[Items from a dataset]
• • • •

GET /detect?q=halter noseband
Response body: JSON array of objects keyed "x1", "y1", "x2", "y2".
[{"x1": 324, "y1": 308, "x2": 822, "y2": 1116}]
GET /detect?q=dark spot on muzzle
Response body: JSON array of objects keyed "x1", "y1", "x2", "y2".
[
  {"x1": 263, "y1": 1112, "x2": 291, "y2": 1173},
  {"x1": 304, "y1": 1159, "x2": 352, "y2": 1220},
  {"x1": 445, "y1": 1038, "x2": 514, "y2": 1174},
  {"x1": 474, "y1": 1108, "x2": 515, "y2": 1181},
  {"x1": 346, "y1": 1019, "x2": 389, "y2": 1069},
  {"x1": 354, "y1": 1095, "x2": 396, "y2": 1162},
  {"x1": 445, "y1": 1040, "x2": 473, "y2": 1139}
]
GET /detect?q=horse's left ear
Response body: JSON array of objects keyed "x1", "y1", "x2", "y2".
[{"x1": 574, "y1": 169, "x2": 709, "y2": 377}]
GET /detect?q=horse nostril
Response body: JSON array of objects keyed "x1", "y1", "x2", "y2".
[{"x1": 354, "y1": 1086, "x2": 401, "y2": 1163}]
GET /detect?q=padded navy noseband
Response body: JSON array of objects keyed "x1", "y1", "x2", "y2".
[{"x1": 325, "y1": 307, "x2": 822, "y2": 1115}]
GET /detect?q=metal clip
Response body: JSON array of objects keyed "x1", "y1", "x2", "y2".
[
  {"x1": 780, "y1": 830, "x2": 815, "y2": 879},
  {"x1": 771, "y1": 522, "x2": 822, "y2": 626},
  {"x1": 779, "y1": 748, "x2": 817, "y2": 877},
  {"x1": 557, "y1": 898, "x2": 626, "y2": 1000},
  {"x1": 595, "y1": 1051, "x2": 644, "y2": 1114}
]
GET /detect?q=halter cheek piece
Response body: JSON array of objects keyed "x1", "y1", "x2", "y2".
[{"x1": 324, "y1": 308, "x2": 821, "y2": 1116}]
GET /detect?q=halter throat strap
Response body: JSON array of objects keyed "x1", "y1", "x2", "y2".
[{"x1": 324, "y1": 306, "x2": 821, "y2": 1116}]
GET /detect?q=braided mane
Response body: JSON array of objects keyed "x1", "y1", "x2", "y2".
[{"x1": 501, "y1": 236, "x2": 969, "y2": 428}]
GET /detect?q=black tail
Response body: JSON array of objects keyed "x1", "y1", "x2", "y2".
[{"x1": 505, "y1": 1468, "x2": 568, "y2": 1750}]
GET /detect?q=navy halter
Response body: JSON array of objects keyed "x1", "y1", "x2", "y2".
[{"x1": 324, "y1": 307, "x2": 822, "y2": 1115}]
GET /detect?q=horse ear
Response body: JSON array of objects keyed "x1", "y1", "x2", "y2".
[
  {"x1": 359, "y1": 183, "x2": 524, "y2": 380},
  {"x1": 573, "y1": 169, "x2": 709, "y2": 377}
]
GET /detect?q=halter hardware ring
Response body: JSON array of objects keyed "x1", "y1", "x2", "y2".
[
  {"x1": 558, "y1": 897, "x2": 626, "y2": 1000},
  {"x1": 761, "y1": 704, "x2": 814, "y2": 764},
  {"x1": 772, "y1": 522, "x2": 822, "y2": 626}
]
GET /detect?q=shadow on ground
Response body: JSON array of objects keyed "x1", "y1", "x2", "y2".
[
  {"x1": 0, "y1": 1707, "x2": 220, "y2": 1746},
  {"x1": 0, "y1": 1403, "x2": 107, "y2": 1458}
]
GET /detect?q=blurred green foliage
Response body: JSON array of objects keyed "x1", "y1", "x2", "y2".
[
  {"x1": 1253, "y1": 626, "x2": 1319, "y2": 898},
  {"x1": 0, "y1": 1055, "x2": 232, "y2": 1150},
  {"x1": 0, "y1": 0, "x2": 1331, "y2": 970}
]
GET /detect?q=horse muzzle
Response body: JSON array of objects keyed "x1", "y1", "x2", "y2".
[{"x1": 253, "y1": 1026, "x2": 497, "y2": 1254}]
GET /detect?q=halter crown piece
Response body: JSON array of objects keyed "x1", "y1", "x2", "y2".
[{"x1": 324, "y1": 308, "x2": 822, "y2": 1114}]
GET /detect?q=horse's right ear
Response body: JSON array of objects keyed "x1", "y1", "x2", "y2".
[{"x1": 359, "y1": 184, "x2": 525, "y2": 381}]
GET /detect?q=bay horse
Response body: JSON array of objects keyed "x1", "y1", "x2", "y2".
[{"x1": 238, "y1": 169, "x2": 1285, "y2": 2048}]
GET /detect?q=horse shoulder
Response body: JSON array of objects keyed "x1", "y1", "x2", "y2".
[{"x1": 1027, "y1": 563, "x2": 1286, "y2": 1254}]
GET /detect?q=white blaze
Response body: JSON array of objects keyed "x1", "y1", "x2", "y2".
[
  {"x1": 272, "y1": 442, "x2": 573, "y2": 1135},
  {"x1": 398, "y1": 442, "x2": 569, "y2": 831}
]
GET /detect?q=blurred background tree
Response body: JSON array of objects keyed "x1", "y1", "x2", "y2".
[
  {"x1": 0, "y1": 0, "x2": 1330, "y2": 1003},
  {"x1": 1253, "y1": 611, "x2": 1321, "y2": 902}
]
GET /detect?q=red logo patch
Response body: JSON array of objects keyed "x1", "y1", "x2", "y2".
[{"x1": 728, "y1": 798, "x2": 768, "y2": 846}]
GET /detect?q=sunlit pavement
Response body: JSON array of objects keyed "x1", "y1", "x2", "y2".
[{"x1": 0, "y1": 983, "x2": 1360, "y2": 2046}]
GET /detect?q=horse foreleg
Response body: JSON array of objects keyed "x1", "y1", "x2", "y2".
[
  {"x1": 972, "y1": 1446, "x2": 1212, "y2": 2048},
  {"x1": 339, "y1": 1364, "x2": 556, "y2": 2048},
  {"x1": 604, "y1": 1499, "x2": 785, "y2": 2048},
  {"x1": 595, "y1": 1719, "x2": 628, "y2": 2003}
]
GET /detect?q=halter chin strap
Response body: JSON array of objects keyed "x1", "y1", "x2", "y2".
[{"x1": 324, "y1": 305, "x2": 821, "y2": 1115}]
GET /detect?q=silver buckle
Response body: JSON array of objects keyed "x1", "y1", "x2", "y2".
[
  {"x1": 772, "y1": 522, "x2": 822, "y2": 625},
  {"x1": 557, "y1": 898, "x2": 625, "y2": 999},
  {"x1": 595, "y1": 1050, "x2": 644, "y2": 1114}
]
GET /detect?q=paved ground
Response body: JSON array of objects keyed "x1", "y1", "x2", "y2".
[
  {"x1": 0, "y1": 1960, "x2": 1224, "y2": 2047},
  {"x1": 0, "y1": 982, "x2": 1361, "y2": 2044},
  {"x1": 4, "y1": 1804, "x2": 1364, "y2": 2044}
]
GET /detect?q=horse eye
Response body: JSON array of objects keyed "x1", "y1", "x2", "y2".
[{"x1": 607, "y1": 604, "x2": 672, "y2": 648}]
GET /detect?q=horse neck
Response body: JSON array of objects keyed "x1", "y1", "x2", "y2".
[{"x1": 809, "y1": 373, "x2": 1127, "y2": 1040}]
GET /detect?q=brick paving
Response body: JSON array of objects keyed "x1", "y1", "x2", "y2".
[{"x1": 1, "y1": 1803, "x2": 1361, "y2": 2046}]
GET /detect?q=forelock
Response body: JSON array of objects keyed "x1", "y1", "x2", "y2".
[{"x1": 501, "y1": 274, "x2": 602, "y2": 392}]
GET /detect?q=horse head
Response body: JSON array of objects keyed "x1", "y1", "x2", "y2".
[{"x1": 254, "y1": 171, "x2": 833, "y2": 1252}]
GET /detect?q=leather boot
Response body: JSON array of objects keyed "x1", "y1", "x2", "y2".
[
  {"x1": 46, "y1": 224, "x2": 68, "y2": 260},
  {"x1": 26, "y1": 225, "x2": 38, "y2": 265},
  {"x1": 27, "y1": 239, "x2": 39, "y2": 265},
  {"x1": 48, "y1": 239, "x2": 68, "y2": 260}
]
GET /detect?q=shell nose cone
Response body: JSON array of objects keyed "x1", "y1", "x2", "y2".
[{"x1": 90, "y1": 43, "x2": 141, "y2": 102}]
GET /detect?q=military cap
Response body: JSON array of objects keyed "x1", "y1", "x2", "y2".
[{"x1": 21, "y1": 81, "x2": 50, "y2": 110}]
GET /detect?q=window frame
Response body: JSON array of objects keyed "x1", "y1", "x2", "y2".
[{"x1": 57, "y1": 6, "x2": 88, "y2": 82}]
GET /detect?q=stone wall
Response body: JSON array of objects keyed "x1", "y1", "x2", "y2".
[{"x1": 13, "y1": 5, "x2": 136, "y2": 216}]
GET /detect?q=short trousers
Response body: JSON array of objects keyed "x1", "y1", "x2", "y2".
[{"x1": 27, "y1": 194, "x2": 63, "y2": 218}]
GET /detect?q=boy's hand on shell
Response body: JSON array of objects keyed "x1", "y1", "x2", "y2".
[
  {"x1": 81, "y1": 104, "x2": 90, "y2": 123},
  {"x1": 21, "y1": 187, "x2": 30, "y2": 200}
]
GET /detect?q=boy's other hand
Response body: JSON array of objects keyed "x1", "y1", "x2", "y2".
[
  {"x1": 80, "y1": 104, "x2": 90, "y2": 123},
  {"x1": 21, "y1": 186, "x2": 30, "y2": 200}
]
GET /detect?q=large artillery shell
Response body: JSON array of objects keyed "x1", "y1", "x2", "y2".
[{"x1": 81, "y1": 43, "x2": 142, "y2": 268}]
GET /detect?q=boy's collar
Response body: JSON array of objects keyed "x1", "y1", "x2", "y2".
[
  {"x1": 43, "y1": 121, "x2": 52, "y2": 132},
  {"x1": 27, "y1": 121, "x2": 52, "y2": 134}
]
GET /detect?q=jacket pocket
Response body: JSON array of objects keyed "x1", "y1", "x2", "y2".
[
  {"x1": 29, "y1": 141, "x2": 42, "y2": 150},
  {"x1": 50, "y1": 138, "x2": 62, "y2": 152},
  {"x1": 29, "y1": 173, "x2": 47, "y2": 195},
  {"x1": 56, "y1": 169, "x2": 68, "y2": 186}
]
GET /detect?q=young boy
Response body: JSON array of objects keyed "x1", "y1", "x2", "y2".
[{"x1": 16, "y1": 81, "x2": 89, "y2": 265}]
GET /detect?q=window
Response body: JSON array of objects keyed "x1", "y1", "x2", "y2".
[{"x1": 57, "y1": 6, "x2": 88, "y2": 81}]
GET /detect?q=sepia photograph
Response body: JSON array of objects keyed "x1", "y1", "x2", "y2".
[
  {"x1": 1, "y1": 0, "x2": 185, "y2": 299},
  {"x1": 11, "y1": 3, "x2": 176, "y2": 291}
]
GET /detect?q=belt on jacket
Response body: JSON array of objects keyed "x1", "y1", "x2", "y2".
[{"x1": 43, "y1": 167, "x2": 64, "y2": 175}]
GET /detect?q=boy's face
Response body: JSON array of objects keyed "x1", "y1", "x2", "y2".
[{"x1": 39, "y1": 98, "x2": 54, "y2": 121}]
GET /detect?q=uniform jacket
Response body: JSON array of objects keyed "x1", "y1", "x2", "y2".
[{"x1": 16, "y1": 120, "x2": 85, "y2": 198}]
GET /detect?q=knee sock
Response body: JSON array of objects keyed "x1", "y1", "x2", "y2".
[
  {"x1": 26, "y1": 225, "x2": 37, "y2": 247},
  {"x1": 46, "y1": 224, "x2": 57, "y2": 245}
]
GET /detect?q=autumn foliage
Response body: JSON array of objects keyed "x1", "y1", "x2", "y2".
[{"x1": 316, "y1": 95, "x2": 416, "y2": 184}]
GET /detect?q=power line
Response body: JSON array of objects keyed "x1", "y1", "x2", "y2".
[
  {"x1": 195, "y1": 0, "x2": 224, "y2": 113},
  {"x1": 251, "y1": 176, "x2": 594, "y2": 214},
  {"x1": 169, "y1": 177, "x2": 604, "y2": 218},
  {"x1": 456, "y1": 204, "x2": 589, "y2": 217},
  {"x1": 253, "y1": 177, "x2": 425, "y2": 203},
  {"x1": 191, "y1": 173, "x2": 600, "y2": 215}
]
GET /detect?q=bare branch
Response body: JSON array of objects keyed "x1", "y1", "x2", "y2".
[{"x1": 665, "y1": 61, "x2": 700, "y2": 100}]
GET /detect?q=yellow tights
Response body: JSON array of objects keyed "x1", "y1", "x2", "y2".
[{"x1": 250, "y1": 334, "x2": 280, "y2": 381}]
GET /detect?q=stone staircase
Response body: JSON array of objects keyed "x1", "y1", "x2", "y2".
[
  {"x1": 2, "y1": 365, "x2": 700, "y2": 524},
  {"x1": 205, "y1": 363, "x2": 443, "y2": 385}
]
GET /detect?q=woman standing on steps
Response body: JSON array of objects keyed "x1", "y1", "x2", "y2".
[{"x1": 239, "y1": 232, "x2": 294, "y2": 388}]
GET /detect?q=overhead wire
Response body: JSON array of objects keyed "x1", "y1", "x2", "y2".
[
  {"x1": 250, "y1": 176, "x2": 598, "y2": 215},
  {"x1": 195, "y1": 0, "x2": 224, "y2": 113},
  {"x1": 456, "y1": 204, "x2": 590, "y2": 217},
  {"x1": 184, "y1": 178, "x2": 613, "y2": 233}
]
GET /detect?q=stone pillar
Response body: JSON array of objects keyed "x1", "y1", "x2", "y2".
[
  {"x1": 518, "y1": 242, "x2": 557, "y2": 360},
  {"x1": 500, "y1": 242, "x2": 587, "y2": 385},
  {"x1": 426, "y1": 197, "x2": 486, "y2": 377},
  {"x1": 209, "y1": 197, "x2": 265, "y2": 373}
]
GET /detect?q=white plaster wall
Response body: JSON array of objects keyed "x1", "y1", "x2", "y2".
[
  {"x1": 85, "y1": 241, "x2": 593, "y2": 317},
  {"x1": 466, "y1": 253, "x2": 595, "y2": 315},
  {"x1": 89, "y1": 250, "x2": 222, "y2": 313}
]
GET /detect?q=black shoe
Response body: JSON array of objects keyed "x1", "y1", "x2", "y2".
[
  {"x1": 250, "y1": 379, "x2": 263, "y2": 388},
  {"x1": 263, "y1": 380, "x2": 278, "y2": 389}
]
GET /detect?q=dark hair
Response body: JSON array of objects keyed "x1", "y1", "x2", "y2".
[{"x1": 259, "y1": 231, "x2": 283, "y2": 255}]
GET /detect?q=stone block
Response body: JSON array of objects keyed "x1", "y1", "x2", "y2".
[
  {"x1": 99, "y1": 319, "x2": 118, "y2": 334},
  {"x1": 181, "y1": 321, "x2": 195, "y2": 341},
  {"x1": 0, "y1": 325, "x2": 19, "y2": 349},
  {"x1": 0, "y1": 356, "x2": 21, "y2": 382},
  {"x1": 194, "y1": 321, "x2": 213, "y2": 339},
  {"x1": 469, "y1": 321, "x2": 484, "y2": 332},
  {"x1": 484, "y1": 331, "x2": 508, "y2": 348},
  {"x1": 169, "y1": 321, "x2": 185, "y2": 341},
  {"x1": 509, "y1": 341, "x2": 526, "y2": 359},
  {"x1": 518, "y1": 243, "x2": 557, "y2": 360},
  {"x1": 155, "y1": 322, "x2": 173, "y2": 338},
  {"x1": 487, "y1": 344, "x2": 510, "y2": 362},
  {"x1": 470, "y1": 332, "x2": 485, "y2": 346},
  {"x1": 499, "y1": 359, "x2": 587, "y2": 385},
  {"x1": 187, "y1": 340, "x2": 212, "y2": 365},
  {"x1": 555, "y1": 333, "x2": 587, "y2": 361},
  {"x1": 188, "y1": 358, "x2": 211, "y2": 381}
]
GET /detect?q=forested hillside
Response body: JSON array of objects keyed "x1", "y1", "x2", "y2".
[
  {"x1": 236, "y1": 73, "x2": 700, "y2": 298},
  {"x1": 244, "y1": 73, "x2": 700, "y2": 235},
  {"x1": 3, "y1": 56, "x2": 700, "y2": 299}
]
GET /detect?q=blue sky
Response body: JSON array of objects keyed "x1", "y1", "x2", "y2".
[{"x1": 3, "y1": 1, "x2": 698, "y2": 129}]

• • • •

> **EXERCISE DESCRIPTION**: When a line above includes the word "piece", please list that line.

> **ANSWER BELOW**:
GET /detect?q=halter cheek piece
GET /detect?q=halter crown piece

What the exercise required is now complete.